PROVIDED RECORDS section start

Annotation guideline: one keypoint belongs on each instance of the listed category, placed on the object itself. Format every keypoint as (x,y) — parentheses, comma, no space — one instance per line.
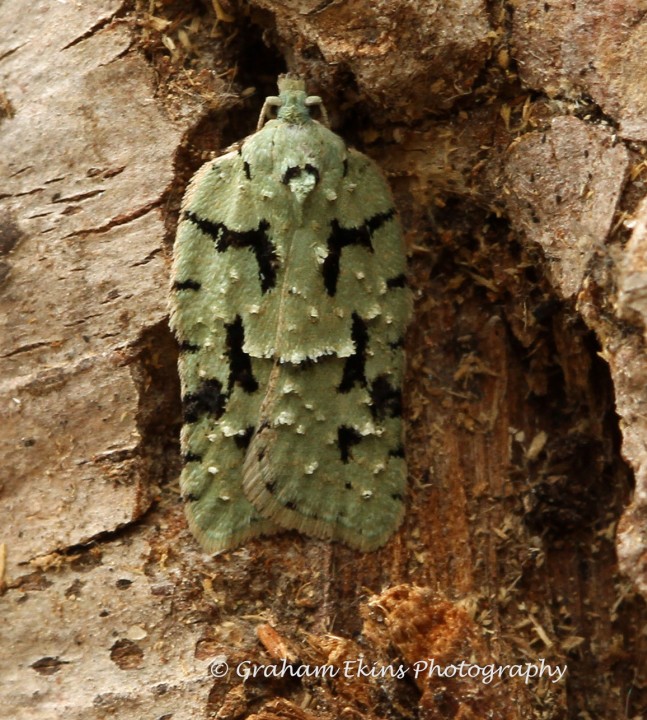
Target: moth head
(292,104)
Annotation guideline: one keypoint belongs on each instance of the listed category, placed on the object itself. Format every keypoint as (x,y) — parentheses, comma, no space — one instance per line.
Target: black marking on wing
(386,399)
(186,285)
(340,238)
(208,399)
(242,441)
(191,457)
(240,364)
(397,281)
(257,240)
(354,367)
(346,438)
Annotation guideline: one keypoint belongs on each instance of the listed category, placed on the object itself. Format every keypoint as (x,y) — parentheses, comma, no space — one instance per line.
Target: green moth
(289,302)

PROVIDED RECORDS section end
PROVIDED RECORDS section start

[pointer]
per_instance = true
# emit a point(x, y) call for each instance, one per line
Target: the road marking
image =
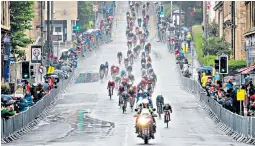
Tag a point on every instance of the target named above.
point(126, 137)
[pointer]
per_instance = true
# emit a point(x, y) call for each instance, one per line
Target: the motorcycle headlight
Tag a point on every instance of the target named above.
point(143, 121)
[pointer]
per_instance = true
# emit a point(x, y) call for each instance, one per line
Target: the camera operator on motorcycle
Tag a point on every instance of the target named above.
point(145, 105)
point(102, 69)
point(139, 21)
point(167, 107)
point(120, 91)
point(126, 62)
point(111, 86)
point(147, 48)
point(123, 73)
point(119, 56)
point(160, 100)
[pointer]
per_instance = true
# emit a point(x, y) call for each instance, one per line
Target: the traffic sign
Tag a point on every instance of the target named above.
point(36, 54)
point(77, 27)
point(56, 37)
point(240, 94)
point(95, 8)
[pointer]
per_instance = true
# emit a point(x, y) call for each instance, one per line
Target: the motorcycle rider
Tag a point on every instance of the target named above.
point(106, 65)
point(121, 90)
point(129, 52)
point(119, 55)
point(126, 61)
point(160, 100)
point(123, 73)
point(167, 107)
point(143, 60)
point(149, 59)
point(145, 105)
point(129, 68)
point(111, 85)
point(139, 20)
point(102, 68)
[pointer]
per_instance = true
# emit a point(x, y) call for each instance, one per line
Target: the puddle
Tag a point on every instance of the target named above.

PROVIDED RECORDS section end

ACTIVITY: State how many lines of the data above contain the string "motorcycle", and give no other words.

TASK RESULT: 3